►

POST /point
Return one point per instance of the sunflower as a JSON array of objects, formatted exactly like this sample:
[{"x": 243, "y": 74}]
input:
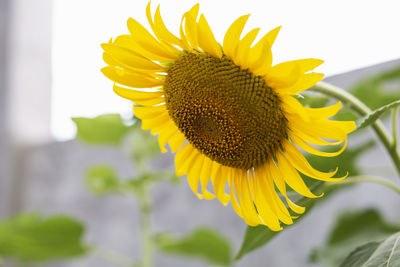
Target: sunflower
[{"x": 230, "y": 115}]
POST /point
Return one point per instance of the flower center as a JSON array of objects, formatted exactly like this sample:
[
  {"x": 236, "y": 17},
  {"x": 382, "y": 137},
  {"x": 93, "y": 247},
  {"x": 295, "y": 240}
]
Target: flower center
[{"x": 227, "y": 113}]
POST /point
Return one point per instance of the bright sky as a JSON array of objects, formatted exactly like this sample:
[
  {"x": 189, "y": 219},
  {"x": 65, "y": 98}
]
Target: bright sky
[{"x": 347, "y": 34}]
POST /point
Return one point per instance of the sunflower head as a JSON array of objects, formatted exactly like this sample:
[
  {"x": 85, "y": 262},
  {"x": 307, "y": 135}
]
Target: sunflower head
[{"x": 232, "y": 117}]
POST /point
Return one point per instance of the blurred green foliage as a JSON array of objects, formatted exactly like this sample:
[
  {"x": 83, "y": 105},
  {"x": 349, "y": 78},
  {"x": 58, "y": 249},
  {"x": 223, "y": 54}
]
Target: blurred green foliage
[
  {"x": 32, "y": 238},
  {"x": 102, "y": 179},
  {"x": 352, "y": 229},
  {"x": 385, "y": 253},
  {"x": 104, "y": 129},
  {"x": 203, "y": 243},
  {"x": 258, "y": 236},
  {"x": 376, "y": 114}
]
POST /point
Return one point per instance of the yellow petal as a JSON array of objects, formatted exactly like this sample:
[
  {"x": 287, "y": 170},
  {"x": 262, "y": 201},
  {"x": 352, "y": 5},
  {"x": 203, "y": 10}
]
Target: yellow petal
[
  {"x": 325, "y": 112},
  {"x": 292, "y": 105},
  {"x": 159, "y": 28},
  {"x": 271, "y": 36},
  {"x": 283, "y": 75},
  {"x": 292, "y": 177},
  {"x": 232, "y": 36},
  {"x": 191, "y": 29},
  {"x": 184, "y": 159},
  {"x": 280, "y": 184},
  {"x": 234, "y": 201},
  {"x": 205, "y": 174},
  {"x": 314, "y": 139},
  {"x": 305, "y": 82},
  {"x": 140, "y": 97},
  {"x": 248, "y": 210},
  {"x": 264, "y": 208},
  {"x": 194, "y": 174},
  {"x": 218, "y": 180},
  {"x": 148, "y": 124},
  {"x": 131, "y": 59},
  {"x": 296, "y": 158},
  {"x": 176, "y": 141},
  {"x": 335, "y": 130},
  {"x": 187, "y": 40},
  {"x": 148, "y": 112},
  {"x": 111, "y": 61},
  {"x": 243, "y": 49},
  {"x": 168, "y": 130},
  {"x": 260, "y": 57},
  {"x": 306, "y": 147},
  {"x": 147, "y": 41},
  {"x": 206, "y": 38},
  {"x": 264, "y": 183}
]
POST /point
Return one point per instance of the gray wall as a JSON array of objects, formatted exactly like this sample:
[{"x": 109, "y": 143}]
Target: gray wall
[
  {"x": 53, "y": 183},
  {"x": 4, "y": 8}
]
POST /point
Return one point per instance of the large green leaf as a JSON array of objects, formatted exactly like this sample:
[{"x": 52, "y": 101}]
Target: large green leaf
[
  {"x": 203, "y": 243},
  {"x": 352, "y": 229},
  {"x": 376, "y": 114},
  {"x": 374, "y": 254},
  {"x": 107, "y": 129},
  {"x": 30, "y": 237}
]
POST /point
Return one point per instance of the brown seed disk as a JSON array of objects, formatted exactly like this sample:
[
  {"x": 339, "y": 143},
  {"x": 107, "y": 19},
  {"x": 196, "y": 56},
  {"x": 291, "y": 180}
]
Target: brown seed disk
[{"x": 227, "y": 113}]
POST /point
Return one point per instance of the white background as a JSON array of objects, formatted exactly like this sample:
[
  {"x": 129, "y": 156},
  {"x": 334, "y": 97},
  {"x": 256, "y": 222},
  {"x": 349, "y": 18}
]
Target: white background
[{"x": 346, "y": 34}]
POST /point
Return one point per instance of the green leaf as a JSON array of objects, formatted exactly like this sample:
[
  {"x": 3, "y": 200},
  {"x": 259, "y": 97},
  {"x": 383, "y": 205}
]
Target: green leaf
[
  {"x": 144, "y": 145},
  {"x": 360, "y": 255},
  {"x": 376, "y": 114},
  {"x": 107, "y": 129},
  {"x": 101, "y": 179},
  {"x": 385, "y": 254},
  {"x": 258, "y": 236},
  {"x": 30, "y": 237},
  {"x": 352, "y": 229},
  {"x": 203, "y": 243},
  {"x": 347, "y": 161}
]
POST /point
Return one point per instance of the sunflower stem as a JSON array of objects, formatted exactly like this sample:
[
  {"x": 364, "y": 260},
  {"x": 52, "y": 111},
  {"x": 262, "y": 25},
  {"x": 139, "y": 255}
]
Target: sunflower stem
[
  {"x": 145, "y": 221},
  {"x": 394, "y": 127},
  {"x": 370, "y": 179},
  {"x": 360, "y": 108}
]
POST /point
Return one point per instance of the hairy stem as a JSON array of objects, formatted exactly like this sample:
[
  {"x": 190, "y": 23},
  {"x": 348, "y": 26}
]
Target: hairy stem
[
  {"x": 394, "y": 127},
  {"x": 360, "y": 108},
  {"x": 145, "y": 221},
  {"x": 370, "y": 179}
]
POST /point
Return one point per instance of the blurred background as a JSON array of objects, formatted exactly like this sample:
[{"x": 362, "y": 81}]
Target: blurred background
[{"x": 50, "y": 60}]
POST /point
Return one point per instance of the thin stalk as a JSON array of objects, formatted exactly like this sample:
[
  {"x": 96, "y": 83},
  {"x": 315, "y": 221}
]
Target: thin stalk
[
  {"x": 363, "y": 110},
  {"x": 145, "y": 221},
  {"x": 370, "y": 179},
  {"x": 394, "y": 127}
]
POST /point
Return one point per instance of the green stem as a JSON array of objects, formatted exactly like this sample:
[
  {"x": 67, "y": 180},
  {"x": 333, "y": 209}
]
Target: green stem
[
  {"x": 363, "y": 110},
  {"x": 145, "y": 221},
  {"x": 370, "y": 179},
  {"x": 394, "y": 127}
]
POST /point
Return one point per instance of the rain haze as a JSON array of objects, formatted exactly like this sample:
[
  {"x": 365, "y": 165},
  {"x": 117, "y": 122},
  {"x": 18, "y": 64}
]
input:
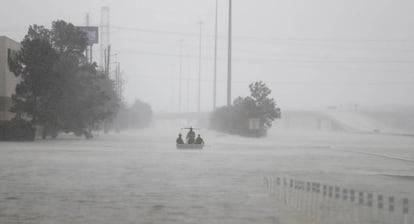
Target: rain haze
[{"x": 324, "y": 133}]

◄

### Stated goal
Write out each entry exactly as given, but skip the pictures.

### Completed task
POST /point
Return one point per instance of the sunflower as a JSON array of objects, formatted exactly like this sample:
[{"x": 243, "y": 74}]
input:
Target: sunflower
[{"x": 230, "y": 115}]
POST /point
Return one point per instance of the flower center as a JSON array of objects, formatted exactly like this sample:
[
  {"x": 236, "y": 17},
  {"x": 382, "y": 137},
  {"x": 93, "y": 247},
  {"x": 295, "y": 240}
]
Target: flower center
[{"x": 227, "y": 113}]
POST /point
Return one point per instance of the bright sky as a JSON array of objects, formatted exactly like this sample:
[
  {"x": 189, "y": 219},
  {"x": 65, "y": 98}
]
Target: bright sky
[{"x": 347, "y": 34}]
POST /point
Return one point per instance of the sunflower head as a JSON array of objects, formatted exactly like this sample:
[
  {"x": 85, "y": 262},
  {"x": 307, "y": 135}
]
Target: sunflower head
[{"x": 232, "y": 117}]
POST /point
Return one point per instance of the blurred green foliage as a JSON array of objects, formatted exactly like this sample:
[
  {"x": 83, "y": 105},
  {"x": 349, "y": 78},
  {"x": 58, "y": 249},
  {"x": 223, "y": 54}
]
Target: blurred green foliage
[
  {"x": 32, "y": 238},
  {"x": 102, "y": 179},
  {"x": 352, "y": 229},
  {"x": 385, "y": 253},
  {"x": 104, "y": 129},
  {"x": 203, "y": 243},
  {"x": 258, "y": 236},
  {"x": 376, "y": 114}
]
POST /point
Return one point per instance of the yellow petal as a JSON array of objects, formatted exactly like this sample:
[
  {"x": 287, "y": 170},
  {"x": 262, "y": 201},
  {"x": 352, "y": 5},
  {"x": 203, "y": 10}
]
Target: yellow petal
[
  {"x": 325, "y": 112},
  {"x": 292, "y": 105},
  {"x": 159, "y": 28},
  {"x": 271, "y": 36},
  {"x": 283, "y": 75},
  {"x": 292, "y": 177},
  {"x": 232, "y": 36},
  {"x": 191, "y": 29},
  {"x": 184, "y": 159},
  {"x": 280, "y": 184},
  {"x": 234, "y": 201},
  {"x": 205, "y": 174},
  {"x": 314, "y": 139},
  {"x": 305, "y": 82},
  {"x": 140, "y": 97},
  {"x": 248, "y": 210},
  {"x": 264, "y": 208},
  {"x": 194, "y": 174},
  {"x": 218, "y": 180},
  {"x": 148, "y": 124},
  {"x": 131, "y": 59},
  {"x": 296, "y": 158},
  {"x": 176, "y": 141},
  {"x": 335, "y": 130},
  {"x": 187, "y": 40},
  {"x": 148, "y": 112},
  {"x": 111, "y": 61},
  {"x": 243, "y": 49},
  {"x": 168, "y": 130},
  {"x": 260, "y": 57},
  {"x": 306, "y": 147},
  {"x": 147, "y": 41},
  {"x": 206, "y": 38},
  {"x": 264, "y": 183}
]
POST /point
Return one point per instance of the gray wall as a JSON array of objects, formatted exactly like this sample:
[{"x": 109, "y": 143}]
Target: gray wall
[
  {"x": 53, "y": 183},
  {"x": 4, "y": 8}
]
POST /point
Return one point per instance of the large green leaf as a JSON array of objects, formatted exactly like this sample:
[{"x": 52, "y": 101}]
Target: large green leaf
[
  {"x": 203, "y": 243},
  {"x": 352, "y": 229},
  {"x": 376, "y": 114},
  {"x": 374, "y": 254},
  {"x": 107, "y": 129},
  {"x": 30, "y": 237}
]
POST /point
Return one point per instance of the brown seed disk as a JSON array of objects, formatted exactly like this sample:
[
  {"x": 339, "y": 143},
  {"x": 107, "y": 19},
  {"x": 196, "y": 56},
  {"x": 291, "y": 180}
]
Target: brown seed disk
[{"x": 227, "y": 113}]
POST /point
Return one point per instance of the white background as a JSON array of objects, formatted exactly like this sample:
[
  {"x": 129, "y": 156},
  {"x": 334, "y": 97},
  {"x": 256, "y": 222},
  {"x": 349, "y": 18}
]
Target: white background
[{"x": 346, "y": 34}]
POST /point
Return one point per instance of the green leaf as a JSON array of objects, formatted exactly like this sample:
[
  {"x": 3, "y": 200},
  {"x": 259, "y": 97},
  {"x": 383, "y": 205}
]
Target: green leaf
[
  {"x": 144, "y": 145},
  {"x": 360, "y": 255},
  {"x": 376, "y": 114},
  {"x": 107, "y": 129},
  {"x": 101, "y": 179},
  {"x": 385, "y": 254},
  {"x": 258, "y": 236},
  {"x": 30, "y": 237},
  {"x": 352, "y": 229},
  {"x": 203, "y": 243},
  {"x": 347, "y": 161}
]
POST /point
Return one point per instance of the sunflower stem as a JSON array of objects, formatted exactly like this sample:
[
  {"x": 364, "y": 260},
  {"x": 52, "y": 111},
  {"x": 262, "y": 25},
  {"x": 139, "y": 255}
]
Target: sunflower stem
[
  {"x": 145, "y": 221},
  {"x": 394, "y": 127},
  {"x": 370, "y": 179},
  {"x": 360, "y": 108}
]
POST /point
Return one point per instance of the hairy stem as a JSON array of objects, formatted exactly like this sample:
[
  {"x": 190, "y": 23},
  {"x": 348, "y": 26}
]
Target: hairy stem
[
  {"x": 394, "y": 127},
  {"x": 360, "y": 108},
  {"x": 145, "y": 221},
  {"x": 370, "y": 179}
]
POST /point
Return one point per instance of the blurred background as a JSON array of objects, formatted exactly like this sample:
[{"x": 362, "y": 81}]
Target: blurred background
[{"x": 50, "y": 60}]
POST /point
Return one point per instance of the thin stalk as a JSON array of objects, formatted exactly like this sample:
[
  {"x": 96, "y": 83},
  {"x": 315, "y": 221}
]
Target: thin stalk
[
  {"x": 363, "y": 110},
  {"x": 145, "y": 221},
  {"x": 370, "y": 179},
  {"x": 394, "y": 127}
]
POST /point
Return one point per instance of the green stem as a JSON array of objects, formatted exactly like this sample:
[
  {"x": 67, "y": 180},
  {"x": 333, "y": 209}
]
Target: green stem
[
  {"x": 363, "y": 110},
  {"x": 145, "y": 221},
  {"x": 370, "y": 179},
  {"x": 394, "y": 127}
]
POST /point
Return one point per instance of the rain haze as a JSON array of objects, formatted exactly like this sample:
[
  {"x": 365, "y": 165},
  {"x": 117, "y": 122},
  {"x": 18, "y": 64}
]
input:
Target: rain haze
[{"x": 324, "y": 133}]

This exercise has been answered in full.